» Task details: Write down, word for word, the part of the financial statement notes below that opens with the words "Notes to Financial" and closes with "value of investments.".

** Start Quoted text **

Notes to Financial Statements

December 31, 2012 and 2011

 

The change in the difference between the fair value and the cost of the investments held at the beginning and end of each year, adjusted for realized gains and losses on investments sold during the year, is reflected in the statement of changes in net assets available for plan benefits as appreciation or depreciation in the fair value of investments.

The cost of investments sold is determined on the basis of average cost. Purchases and sales of investments are recorded on a trade-date basis. Interest income is recorded on the accrual basis. Dividends are recorded on the ex-dividend date.

 

  (e) Fully Benefit-Responsive Investment Contracts

Participants in the Plan invest in the T. Rowe Price Stable Value Common Trust Fund (the SVF), which is a common/collective trust fund managed by T. Rowe Price Trust Company. The SVF invests in a variety of investment contracts such as guaranteed investment contracts issued by insurance companies and other financial institutions and other investment products (separate account contracts and structured or synthetic investment contracts) and other similar investments that are intended to maintain a constant net asset value while permitting participant-initiated, benefit-responsive withdrawals for certain events. All investment contracts held by the SVF as of December 31, 2012 and 2011 are fully benefit-responsive and thus are required to be reported at fair value. However, contract value is the relevant measurement attribute for that portion of the net assets available for benefits of a defined contribution plan attributable to fully benefit-responsive investment contracts because contract value is the amount participants would receive if they were to initiate permitted transactions under the terms of the Plan. Contract value (also known as book value) is original cost plus accrued income and deposits minus withdrawals. Withdrawals from the SVF may be made by participants at contract value for qualified benefit payments, including loans, hardship withdrawals and participant-directed transfers. Withdrawal of all assets from the SVF without a 12 month notice to the issuer limits the ability of the Plan to transact at fair value. There are no reserves against contract value for credit risk of the contract issuer or otherwise.

** End Quoted text **
** Start Data provided **

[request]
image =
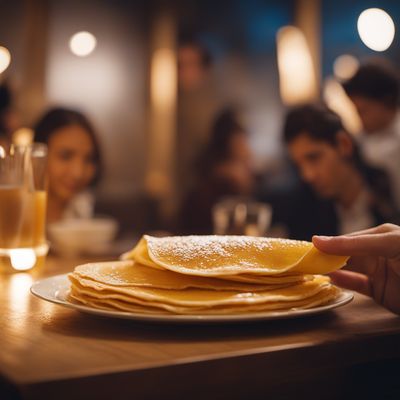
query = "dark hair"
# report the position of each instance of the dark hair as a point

** End Data provided **

» Response below:
Notes to Financial Statements

December 31, 2012 and 2011

 

The change in the difference between the fair value and the cost of the investments held at the beginning and end of each year, adjusted for realized gains and losses on investments sold during the year, is reflected in the statement of changes in net assets available for plan benefits as appreciation or depreciation in the fair value of investments.